WHAT YOU SHOULD DO:
Retype each entry exactly as written, and keep the pictures out of the copy.
::: DATA SHOWN :::
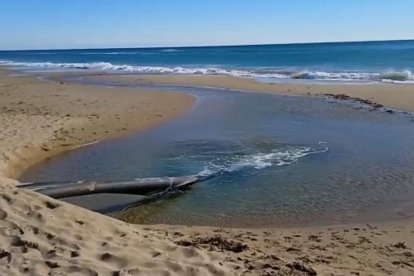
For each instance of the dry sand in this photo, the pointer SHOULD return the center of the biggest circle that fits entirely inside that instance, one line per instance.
(42, 236)
(399, 97)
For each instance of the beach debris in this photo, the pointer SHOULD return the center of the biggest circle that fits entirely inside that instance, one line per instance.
(307, 270)
(216, 242)
(344, 97)
(140, 186)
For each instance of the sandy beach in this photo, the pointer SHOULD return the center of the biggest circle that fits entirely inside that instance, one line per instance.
(394, 96)
(43, 236)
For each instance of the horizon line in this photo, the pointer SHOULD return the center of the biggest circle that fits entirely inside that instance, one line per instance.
(212, 46)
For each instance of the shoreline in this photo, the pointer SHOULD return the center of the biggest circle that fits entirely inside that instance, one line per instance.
(66, 128)
(41, 235)
(398, 97)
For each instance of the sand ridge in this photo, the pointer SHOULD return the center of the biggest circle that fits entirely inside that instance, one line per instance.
(394, 96)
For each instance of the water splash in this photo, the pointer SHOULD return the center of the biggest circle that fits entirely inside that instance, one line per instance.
(260, 160)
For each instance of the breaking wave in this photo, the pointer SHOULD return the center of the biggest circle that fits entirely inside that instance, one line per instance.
(404, 76)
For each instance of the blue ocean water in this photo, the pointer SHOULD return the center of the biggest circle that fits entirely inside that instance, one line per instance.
(391, 61)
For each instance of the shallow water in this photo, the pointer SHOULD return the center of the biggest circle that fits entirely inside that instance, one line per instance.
(280, 161)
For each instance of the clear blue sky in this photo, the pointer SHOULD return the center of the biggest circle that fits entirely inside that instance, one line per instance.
(35, 24)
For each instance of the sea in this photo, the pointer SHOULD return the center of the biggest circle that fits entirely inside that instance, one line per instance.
(276, 160)
(383, 61)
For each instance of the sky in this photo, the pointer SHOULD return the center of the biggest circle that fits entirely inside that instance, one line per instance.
(66, 24)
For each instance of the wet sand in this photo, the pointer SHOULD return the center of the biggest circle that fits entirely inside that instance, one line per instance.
(394, 96)
(39, 235)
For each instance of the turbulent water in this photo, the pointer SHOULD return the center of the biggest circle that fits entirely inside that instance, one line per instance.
(352, 62)
(277, 161)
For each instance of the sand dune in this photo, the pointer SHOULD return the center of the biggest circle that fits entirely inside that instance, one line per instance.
(399, 97)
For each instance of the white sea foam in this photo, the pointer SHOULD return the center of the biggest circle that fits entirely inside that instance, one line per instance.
(404, 76)
(260, 161)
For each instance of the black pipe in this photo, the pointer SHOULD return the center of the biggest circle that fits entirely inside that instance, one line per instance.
(142, 186)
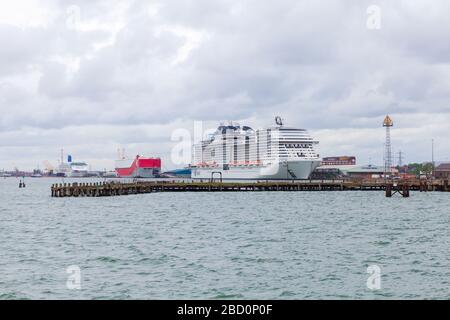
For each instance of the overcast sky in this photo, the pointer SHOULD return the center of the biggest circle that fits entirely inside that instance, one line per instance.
(92, 76)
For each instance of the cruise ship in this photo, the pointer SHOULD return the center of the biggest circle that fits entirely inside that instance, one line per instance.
(237, 152)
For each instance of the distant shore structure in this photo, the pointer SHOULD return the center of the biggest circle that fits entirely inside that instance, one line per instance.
(388, 124)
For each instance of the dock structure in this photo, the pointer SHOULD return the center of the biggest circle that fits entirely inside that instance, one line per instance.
(107, 189)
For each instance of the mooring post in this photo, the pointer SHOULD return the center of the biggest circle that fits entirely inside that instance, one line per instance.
(389, 190)
(405, 190)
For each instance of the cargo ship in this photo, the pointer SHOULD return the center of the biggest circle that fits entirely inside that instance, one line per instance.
(139, 167)
(238, 152)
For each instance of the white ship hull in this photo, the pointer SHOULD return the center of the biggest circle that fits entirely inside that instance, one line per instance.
(282, 170)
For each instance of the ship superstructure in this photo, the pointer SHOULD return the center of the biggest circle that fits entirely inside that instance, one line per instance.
(239, 152)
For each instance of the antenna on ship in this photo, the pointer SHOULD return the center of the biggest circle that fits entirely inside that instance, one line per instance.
(388, 124)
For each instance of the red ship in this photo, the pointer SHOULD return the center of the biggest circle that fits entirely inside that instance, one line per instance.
(139, 167)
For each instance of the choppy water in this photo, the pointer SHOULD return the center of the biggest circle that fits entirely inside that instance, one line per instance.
(268, 245)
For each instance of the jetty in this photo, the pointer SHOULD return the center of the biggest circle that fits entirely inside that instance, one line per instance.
(115, 188)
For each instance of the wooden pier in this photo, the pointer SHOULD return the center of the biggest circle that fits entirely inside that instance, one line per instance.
(106, 189)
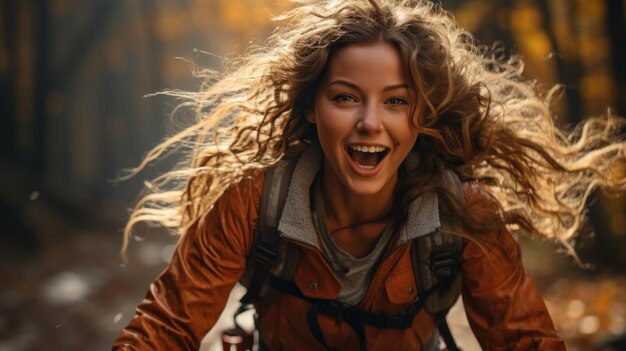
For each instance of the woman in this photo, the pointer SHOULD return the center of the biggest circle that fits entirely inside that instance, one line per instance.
(386, 98)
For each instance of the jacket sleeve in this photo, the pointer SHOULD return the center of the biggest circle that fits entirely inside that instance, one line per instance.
(186, 300)
(504, 307)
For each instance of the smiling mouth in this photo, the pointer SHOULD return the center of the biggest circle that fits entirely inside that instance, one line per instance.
(367, 157)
:::
RESPONSE:
For each instance of the dry sand in this photo, the pointer SHOULD return the center of the biggest circle that fits entirely inside that instance, one line per instance.
(42, 236)
(399, 97)
For each instance of the beach debris in this photo, the pointer SHOULD return the center of the biggest circle that fits entirely inside that instance, one line per instance.
(307, 270)
(216, 242)
(344, 97)
(140, 186)
For each instance of the sandy beach in this photo, the pointer SHOULD return the center of the biggest circle that fits entirely inside that instance, one line per instance.
(394, 96)
(43, 236)
For each instance of the horizon line in this photo, the pointer SHOULD return the center of the biggest circle that fits entirely inside that instance, one line per instance.
(212, 46)
For each instance of the shoreline in this photo, the pointer SHOULD return the center of the biggest circle that fits entirely inside that instance, one line per instance.
(66, 128)
(41, 235)
(398, 97)
For each instance of the sand ridge in this photo, the pointer SHOULD return the center of the biggest circle that fits entirely inside that instance, one line per instance.
(394, 96)
For each instance of the water splash in this photo, the pointer SHOULD return the center of the biggest circle that fits entirely inside that instance, one line per instance.
(260, 160)
For each instance of the breaking wave in this photo, the pointer SHOULD return the center of the biggest circle that fits entirely inside that instance, one line per instance.
(404, 76)
For each instance of the blue ocean water in this photo, the pointer SHOULD return the center of the biggest circle that fits entirely inside that instance, one line per instance.
(391, 61)
For each instance of the shallow water in this photo, the pointer SHOULD return the center of the biggest circle that fits entirely inside that instance, one line per instance.
(280, 161)
For each instance of the clear blue sky in this photo, the pointer SHOULD return the center of the biggest circle that fits entirely inside that instance, one line per instance.
(35, 24)
For each instance of the sea in this photo, the pointer SHOULD return the center of the biggest circle that fits entirely inside that instance, one line per instance.
(276, 160)
(383, 61)
For each instance of the sky in this photo, the pointer SHOULD return the center of the biggest circle that fits entirely inside that instance, one line per instance.
(66, 24)
For each instance of the wet sand in this photo, the pointer SHOULD return the center of the biggest circle that fits entirely inside that instance, one line per instance.
(394, 96)
(39, 235)
For each instance of the turbulent water in this photo, the pointer SHOULD return the center of the biggest circle that fits entirely inside that instance, one line per instance.
(352, 62)
(277, 161)
For each instance of the sand dune in this photo, the pointer SHOULD return the center of the biggest circle that fits entirely inside that instance, one line per instance.
(399, 97)
For each instance of the white sea foam in this photo, the pointer SHOULD return the center of the biggest circle that fits entirely inside that instance, one line per instance.
(404, 76)
(260, 161)
For each instance of the black pipe in this photo, the pointer SHOULD return the center of the biggest circle that fits entirely inside that instance, one line per instance.
(142, 186)
For each instance of the overcast sky in this photo, the pointer SHOULD return the center of the biggest circle that fits entirely inside that instance, one line per instance.
(92, 76)
For each instance of the cruise ship in this photo, the pointer SHOULD return the center of the biggest circle that fits entirely inside that instance, one line per instance.
(237, 152)
For each instance of the distant shore structure in this photo, the pointer SHOULD return the center of the biggest circle that fits entirely inside that instance, one line per instance.
(388, 124)
For each instance of the dock structure in this photo, the pointer SHOULD return the center of the biggest circle that fits entirely inside that instance, one line per instance.
(107, 189)
For each instance of the mooring post in this photo, the pointer SHOULD return the center of the biggest circle that fits entirely inside that instance, one line per instance.
(389, 190)
(405, 190)
For each instance of the cargo ship in this photo, the pointer SHOULD return the center of the biggest circle that fits entirely inside that instance, one line per instance.
(139, 167)
(238, 152)
For each instance of the white ship hull in this photo, the pointer SHOULD return the center of the biggest circle that fits entirely inside that instance, one line per instance.
(282, 170)
For each instance of the ship superstructure in this photo, the pointer SHOULD return the center of the biggest circle that fits entirely inside that instance, one line per instance.
(239, 152)
For each instance of the antenna on ship in this photo, the pointer SHOULD return the center of the biggest circle that fits entirely inside that instance, one line per instance.
(388, 124)
For each instance of the red ship in this photo, the pointer SHOULD return the center of the biggest circle that fits entirely inside that instance, one line per instance.
(139, 167)
For each instance of the choppy water in this photo, the pointer SHOULD return the center of the biggest circle that fits entirely inside that instance, one line per instance.
(268, 245)
For each instance of the jetty in this photo, the pointer SHOULD return the center of the biggest circle that fits entirely inside that instance, one line per instance.
(115, 188)
For each instance of the wooden pier in this photo, the pointer SHOULD return the center of the biggest circle that fits entirely inside that instance, one line per instance.
(106, 189)
For each instance of the woman in this photo, the pointer SHOULD return the center of the biggest circle that fits entirely inside that instance, one line per instance.
(386, 98)
For each instance of the jacket sleeve in this photo, the pointer SHOULD return the center of the biggest circle that fits entirely inside that instance, one line per instance.
(186, 300)
(504, 307)
For each instance of the smiling mouth in this photo, the pointer SHOULD return the center of the biggest circle that fits entirely inside that instance, one line per instance.
(367, 157)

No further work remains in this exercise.